**Available data:**
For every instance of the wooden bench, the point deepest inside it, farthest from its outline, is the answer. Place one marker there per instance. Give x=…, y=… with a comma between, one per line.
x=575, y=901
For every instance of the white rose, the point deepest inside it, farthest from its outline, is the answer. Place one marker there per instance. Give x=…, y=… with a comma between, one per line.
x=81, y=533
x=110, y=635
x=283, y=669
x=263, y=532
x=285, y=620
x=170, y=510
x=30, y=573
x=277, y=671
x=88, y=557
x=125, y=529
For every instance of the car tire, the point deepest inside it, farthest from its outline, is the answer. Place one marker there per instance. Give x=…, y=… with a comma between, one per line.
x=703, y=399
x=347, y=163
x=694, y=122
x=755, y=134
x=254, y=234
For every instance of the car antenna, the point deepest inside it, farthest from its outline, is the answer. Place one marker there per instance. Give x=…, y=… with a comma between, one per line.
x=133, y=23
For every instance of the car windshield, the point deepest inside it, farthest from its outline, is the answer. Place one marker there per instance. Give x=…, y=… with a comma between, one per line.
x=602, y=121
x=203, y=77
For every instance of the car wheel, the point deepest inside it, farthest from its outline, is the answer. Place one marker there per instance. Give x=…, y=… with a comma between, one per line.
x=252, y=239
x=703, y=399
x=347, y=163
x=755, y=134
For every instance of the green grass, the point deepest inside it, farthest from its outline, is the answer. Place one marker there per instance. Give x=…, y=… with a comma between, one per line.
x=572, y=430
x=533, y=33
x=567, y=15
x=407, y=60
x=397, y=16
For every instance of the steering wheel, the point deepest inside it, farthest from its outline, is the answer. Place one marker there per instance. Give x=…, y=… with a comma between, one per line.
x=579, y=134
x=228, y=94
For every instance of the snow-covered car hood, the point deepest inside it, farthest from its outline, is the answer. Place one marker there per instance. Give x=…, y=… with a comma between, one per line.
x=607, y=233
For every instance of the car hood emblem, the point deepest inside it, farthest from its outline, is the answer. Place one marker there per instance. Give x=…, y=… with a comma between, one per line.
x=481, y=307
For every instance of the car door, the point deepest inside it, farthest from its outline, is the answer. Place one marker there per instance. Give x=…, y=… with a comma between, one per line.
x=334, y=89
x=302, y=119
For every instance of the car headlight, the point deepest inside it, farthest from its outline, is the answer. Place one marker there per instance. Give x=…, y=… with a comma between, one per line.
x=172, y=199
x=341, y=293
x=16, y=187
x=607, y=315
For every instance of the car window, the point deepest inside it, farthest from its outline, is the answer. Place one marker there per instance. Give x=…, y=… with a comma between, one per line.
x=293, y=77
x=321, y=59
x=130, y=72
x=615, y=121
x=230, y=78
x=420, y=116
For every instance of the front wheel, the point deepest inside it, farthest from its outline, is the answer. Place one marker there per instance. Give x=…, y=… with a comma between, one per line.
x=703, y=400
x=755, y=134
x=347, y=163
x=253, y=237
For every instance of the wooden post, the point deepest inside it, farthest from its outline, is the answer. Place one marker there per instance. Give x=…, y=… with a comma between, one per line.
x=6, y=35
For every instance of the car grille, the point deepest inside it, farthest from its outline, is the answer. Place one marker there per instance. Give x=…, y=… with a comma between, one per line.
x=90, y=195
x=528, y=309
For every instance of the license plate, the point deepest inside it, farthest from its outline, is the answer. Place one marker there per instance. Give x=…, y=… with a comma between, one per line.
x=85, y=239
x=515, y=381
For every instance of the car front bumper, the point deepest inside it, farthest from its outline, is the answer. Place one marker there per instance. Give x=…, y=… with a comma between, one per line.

**What the task asks:**
Copy out exactly the lines from the line with "For every instance of the front" to the end of the listing, including both of those lines, and give nothing else.

**Answer for the task:**
For every instance of the front wheel, the point deepest inside it, farthest from its outline, is the answer. Place one marker there per instance. Give x=…, y=… with a comma between, one per line.
x=703, y=400
x=755, y=134
x=347, y=163
x=253, y=237
For every instance of the wooden post, the point deepest inside it, farthest from its outline, is the answer. Place one marker there per instance. Give x=…, y=… with a comma between, one per line.
x=6, y=35
For every instance of the car grille, the point deepest inside it, farthest from its outline, is the answer. Place one marker there per instance. Give x=…, y=… with a comma between, one per line.
x=90, y=195
x=528, y=309
For every instance of the license plate, the point deepest inside it, farthest from its outline, is the answer. Place one marker there per instance. Give x=…, y=… with a comma between, one per line.
x=85, y=239
x=515, y=381
For every instance of the car front bumper, the point deepest inside it, farthest from its outline, is the answer. Place one marker there per instance. Give x=…, y=… with a comma between, one per line.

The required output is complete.